Part of a data file
---+---

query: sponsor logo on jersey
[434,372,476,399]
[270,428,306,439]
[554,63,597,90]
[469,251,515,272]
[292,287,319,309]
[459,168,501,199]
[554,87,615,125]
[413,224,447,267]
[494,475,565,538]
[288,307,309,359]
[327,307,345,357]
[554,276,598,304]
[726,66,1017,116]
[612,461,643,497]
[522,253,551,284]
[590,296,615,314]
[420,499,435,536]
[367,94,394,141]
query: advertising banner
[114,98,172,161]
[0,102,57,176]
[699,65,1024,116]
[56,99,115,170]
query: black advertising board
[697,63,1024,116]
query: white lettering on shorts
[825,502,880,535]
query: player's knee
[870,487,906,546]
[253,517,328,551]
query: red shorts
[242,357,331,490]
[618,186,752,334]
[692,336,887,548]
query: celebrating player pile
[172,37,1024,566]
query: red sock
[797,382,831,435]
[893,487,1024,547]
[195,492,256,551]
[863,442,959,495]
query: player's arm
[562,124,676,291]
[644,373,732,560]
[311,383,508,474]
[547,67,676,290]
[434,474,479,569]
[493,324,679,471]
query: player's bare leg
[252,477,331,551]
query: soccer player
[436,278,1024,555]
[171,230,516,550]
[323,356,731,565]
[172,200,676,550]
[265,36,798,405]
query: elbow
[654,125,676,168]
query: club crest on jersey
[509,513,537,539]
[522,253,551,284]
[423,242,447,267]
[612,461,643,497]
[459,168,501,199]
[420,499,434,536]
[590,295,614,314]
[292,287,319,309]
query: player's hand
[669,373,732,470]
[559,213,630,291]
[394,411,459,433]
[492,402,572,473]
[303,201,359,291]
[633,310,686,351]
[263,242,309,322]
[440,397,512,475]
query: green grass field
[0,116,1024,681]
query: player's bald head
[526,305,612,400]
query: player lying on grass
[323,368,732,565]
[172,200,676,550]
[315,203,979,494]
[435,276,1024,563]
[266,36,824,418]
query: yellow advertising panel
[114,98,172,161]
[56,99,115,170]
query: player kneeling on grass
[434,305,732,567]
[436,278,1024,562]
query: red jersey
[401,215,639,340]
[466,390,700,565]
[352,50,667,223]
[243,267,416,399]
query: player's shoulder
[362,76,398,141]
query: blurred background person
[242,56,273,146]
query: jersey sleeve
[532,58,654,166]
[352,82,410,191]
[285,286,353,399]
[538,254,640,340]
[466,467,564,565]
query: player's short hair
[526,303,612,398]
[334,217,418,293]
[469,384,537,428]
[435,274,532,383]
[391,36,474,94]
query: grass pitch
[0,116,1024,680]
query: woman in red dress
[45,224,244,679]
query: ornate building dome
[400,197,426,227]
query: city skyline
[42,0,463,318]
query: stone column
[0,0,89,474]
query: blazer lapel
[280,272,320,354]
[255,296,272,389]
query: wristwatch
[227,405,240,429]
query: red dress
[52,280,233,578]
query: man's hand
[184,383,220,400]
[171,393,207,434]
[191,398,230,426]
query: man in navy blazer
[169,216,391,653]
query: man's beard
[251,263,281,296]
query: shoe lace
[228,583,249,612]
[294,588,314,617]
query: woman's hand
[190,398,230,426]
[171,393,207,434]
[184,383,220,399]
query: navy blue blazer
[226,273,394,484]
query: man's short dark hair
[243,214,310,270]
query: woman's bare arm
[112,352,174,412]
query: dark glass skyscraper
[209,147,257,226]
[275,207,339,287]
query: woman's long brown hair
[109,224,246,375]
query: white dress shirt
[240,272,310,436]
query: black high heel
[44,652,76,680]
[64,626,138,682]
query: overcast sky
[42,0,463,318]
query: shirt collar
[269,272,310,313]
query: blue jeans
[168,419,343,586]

---+---

Pick out every line in the records above that contains the word "dark", and copy each one.

▶ [ANSWER FOR THE TASK]
query: man's short dark hair
query: dark glass skyscraper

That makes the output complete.